Task to carry out:
Your task is to filter the entries and copy every line containing the string "wooden".

Records to process:
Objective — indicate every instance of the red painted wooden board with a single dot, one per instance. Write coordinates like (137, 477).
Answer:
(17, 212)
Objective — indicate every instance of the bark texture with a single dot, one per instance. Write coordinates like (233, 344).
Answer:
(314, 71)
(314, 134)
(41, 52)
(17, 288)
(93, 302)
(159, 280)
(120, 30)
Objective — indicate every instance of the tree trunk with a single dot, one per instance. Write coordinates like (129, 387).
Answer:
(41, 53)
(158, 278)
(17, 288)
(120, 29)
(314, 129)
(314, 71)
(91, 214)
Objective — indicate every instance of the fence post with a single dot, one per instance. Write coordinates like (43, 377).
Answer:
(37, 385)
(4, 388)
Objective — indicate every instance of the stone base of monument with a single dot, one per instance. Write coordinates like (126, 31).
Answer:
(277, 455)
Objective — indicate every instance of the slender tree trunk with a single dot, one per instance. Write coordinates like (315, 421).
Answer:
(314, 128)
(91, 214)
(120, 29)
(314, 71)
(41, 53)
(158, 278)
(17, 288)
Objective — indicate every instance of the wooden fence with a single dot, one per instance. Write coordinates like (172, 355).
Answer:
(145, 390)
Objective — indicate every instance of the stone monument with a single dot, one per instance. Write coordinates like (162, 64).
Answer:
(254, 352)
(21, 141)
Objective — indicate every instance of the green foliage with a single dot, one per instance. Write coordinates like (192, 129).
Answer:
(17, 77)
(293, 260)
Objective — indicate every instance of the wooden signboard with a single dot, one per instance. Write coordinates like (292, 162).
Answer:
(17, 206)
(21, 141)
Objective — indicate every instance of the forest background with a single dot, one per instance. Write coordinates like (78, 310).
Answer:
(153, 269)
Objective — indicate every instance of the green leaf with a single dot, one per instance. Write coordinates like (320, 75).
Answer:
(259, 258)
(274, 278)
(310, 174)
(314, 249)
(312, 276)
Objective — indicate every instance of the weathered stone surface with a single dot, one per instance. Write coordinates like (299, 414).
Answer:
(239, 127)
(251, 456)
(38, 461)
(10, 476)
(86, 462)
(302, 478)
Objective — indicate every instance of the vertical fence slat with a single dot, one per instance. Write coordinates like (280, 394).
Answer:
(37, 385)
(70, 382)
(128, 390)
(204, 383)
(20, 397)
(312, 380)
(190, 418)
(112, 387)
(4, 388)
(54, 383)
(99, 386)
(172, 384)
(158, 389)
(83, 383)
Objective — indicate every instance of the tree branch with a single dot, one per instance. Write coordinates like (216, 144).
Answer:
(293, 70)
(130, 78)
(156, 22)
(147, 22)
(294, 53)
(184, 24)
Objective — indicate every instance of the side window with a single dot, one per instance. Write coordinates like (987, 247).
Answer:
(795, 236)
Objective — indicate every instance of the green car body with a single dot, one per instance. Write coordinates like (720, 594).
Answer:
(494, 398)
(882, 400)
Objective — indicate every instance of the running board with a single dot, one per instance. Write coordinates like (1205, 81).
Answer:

Solution to this problem:
Objective — indicate every instance of the red painted wooden board with a single dot, one per instance. Write coordinates like (137, 477).
Objective — indicate every instance of the wooden fence with a single dot, one per instance. Write coordinates like (172, 355).
Objective — indicate every instance of the wooden signboard with a single dot, one per instance. Write coordinates like (292, 162).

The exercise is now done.